Flink源码分析系列文档目录
请点击:Flink 源码分析系列文档目录
什么是StreamGraph
StreamGraph是Flink任务执行流程拓扑图的封装。在Flink的client端,Environment执行execute()方法的时候,用户编写的数据处理流程会转变为StreamGraph。
各个算子最终会变成什么
Flink流处理的各个算子会被当做一系列transformation储存起来。具体请参见Flink 源码之基本算子。
下面以DataStream的Map方法为例说明。
DataStream的map方法:
public <R> SingleOutputStreamOperator<R> map(MapFunction<T, R> mapper) {
// 获取mapper函数的返回类型
TypeInformation<R> outType = TypeExtractor.getMapReturnTypes(clean(mapper), getType(),
Utils.getCallLocationName(), true);
// 对map操作封装为transformation,并返回SingleOutputStreamOperator
return transform("Map", outType, new StreamMap<>(clean(mapper)));
}
transform方法的代码:
public <R> SingleOutputStreamOperator<R> transform(
String operatorName,
TypeInformation<R> outTypeInfo,
OneInputStreamOperator<T, R> operator) {
// 这里将operator封装入operator factory
return doTransform(operatorName, outTypeInfo, SimpleOperatorFactory.of(operator));
}
doTransform方法:
private <R> SingleOutputStreamOperator<R> doTransform(
String operatorName,
TypeInformation<R> outTypeInfo,
StreamOperatorFactory<R> operatorFactory) {
// read the output type of the input Transform to coax out errors about MissingTypeInfo
// 如果transformation的输出类型为MissingTypeInfo的话,程序会抛异常
transformation.getOutputType();
// 构造新的transformation
// map类型的transformation只有一个输入,因此它输入OneInputTransformation
OneInputTransformation<T, R> resultTransform = new OneInputTransformation<>(
this.transformation,
operatorName,
operatorFactory,
outTypeInfo,
environment.getParallelism());
// 构造返回的stream,供后续的算子链式调用
@SuppressWarnings({"unchecked", "rawtypes"})
SingleOutputStreamOperator<R> returnStream = new SingleOutputStreamOperator(environment, resultTransform);
// 将transformation写入ExecutionEnvironment中
// ExecutionEnvironment维护了一个叫做transformations的ArrayList对象,用于储存所有的transformation
getExecutionEnvironment().addOperator(resultTransform);
return returnStream;
}
执行到此,map算子已被封装为transformation,存储到了ExecutionEnvironment中。
几种transformation的类型
OneInputTransformation
顾名思义OneInputTransformation只有一个输入。代表的算子(单数据流)为:map,flatMap,fliter,process,assignTimestamps等。
TwoInputTransformation
TwoInputTransformation具有两个输入。ConnectedStream的算子为双流运算,它的算子会被转换为TwoInputTransformation。
SourceTransformation
在env中配置数据源的时候会创建出一个DataStreamSource。该对象为dataStream的源头。DataStreamSource的构造函数中会创建一个SourceTransformation。

-.-.-

任务说明: 在上面这篇Flink源码分析文章中,doTransform方法为map操作构造的为什么是OneInputTransformation?请用一到三句话说明。

-.-.-

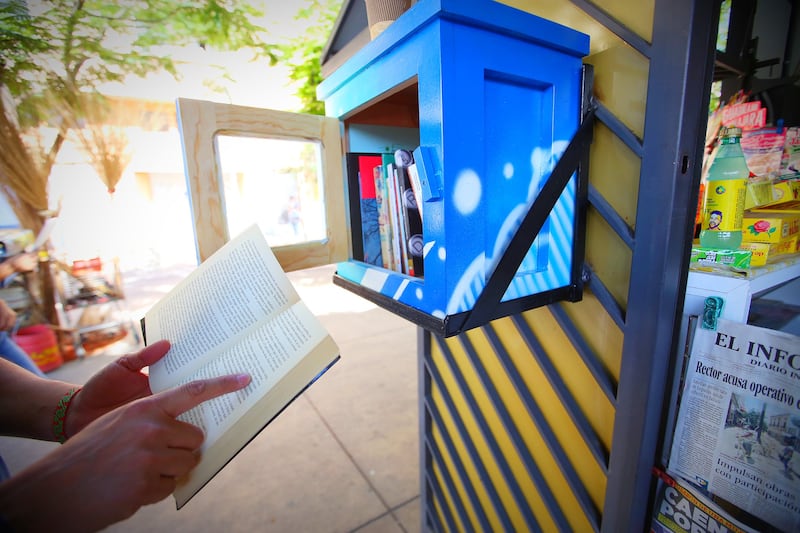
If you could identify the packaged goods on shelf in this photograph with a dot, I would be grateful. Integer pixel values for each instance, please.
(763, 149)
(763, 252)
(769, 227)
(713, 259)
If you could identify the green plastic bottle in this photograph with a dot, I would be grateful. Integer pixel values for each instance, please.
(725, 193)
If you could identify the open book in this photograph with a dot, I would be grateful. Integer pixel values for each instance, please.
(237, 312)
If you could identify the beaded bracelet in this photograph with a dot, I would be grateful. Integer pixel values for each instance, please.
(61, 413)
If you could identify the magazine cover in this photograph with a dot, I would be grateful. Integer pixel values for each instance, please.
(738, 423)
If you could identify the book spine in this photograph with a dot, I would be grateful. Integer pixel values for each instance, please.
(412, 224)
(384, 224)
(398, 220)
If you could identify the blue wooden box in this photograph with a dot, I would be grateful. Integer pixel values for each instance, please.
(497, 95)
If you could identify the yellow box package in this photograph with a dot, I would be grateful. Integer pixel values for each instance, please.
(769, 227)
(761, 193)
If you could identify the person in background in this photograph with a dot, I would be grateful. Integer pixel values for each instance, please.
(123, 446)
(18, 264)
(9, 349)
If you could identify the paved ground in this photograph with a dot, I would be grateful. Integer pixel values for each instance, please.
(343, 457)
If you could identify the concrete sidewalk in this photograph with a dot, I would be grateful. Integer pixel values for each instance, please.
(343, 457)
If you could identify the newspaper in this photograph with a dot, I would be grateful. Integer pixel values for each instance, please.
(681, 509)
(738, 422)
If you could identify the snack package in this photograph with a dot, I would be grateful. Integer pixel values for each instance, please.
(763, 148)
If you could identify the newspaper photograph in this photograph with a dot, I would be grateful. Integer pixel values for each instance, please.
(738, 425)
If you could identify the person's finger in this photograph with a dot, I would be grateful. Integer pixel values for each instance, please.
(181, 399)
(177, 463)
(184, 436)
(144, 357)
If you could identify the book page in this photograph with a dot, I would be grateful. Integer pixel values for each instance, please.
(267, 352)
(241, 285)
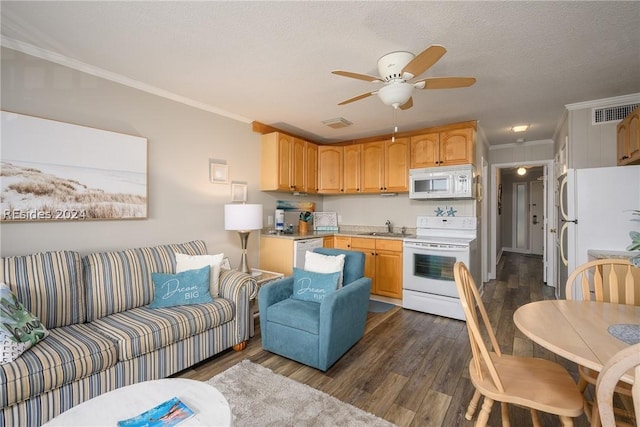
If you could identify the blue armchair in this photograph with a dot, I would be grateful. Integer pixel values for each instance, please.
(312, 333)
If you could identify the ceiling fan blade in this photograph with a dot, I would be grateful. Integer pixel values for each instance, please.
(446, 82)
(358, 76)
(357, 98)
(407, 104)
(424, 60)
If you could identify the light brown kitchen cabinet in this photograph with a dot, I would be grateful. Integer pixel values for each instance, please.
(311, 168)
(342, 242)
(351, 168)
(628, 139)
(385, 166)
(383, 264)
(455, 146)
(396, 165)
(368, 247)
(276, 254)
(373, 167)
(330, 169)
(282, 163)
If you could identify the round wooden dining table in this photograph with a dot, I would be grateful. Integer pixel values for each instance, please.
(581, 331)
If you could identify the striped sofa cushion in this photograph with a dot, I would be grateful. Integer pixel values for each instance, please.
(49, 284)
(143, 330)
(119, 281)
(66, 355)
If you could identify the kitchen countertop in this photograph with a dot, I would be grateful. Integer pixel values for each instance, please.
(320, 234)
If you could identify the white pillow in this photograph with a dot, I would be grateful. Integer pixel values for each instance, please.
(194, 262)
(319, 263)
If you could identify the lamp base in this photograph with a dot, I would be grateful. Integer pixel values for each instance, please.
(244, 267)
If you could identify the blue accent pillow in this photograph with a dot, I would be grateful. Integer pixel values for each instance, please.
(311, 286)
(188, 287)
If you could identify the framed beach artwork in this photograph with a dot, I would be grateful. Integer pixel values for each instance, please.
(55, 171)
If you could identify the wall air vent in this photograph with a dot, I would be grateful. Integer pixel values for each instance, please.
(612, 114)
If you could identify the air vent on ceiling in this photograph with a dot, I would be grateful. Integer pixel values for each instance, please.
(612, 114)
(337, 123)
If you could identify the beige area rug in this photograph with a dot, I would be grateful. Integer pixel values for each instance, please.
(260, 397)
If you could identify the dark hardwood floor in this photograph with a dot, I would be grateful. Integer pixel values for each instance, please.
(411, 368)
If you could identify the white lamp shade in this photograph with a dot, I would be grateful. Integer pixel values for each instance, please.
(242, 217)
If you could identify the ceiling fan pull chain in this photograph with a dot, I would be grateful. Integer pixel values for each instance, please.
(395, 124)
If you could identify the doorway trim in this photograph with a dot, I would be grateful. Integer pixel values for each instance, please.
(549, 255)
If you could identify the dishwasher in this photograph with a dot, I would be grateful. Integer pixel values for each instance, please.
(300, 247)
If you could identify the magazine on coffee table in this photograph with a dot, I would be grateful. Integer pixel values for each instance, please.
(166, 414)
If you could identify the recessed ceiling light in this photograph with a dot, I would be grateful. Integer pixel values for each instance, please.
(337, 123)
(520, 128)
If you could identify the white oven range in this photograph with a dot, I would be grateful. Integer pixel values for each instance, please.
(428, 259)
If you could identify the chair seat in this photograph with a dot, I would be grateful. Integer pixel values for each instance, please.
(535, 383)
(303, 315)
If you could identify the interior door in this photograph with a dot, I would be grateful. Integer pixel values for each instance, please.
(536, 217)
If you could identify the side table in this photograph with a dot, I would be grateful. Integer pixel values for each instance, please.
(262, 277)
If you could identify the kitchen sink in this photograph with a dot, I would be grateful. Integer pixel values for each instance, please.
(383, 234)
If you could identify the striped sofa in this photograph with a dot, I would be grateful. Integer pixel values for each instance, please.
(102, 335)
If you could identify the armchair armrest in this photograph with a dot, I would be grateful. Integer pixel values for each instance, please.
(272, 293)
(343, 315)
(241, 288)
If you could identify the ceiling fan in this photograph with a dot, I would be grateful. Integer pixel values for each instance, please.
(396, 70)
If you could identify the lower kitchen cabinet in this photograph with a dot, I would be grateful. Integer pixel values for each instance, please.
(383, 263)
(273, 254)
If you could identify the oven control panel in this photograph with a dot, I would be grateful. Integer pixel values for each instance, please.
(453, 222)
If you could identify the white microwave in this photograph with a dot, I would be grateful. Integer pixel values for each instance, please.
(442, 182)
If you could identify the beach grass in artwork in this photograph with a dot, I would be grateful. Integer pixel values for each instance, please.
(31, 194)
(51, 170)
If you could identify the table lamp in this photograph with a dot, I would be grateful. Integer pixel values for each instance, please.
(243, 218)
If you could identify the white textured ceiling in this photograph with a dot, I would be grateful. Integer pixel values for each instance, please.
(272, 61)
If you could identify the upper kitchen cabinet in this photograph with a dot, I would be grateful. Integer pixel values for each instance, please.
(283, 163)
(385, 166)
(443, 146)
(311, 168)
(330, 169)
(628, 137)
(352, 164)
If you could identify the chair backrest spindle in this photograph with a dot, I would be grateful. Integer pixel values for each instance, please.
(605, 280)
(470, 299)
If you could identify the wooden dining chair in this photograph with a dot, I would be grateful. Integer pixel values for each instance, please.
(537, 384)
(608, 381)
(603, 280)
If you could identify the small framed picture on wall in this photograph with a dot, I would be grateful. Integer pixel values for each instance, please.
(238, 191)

-.-.-

本题答案: 因为map类型的transformation只有一个输入,所以doTransform为它构造OneInputTransformation。文中也说明,OneInputTransformation只有一个输入,所代表的是map、flatMap、process等单数据流算子。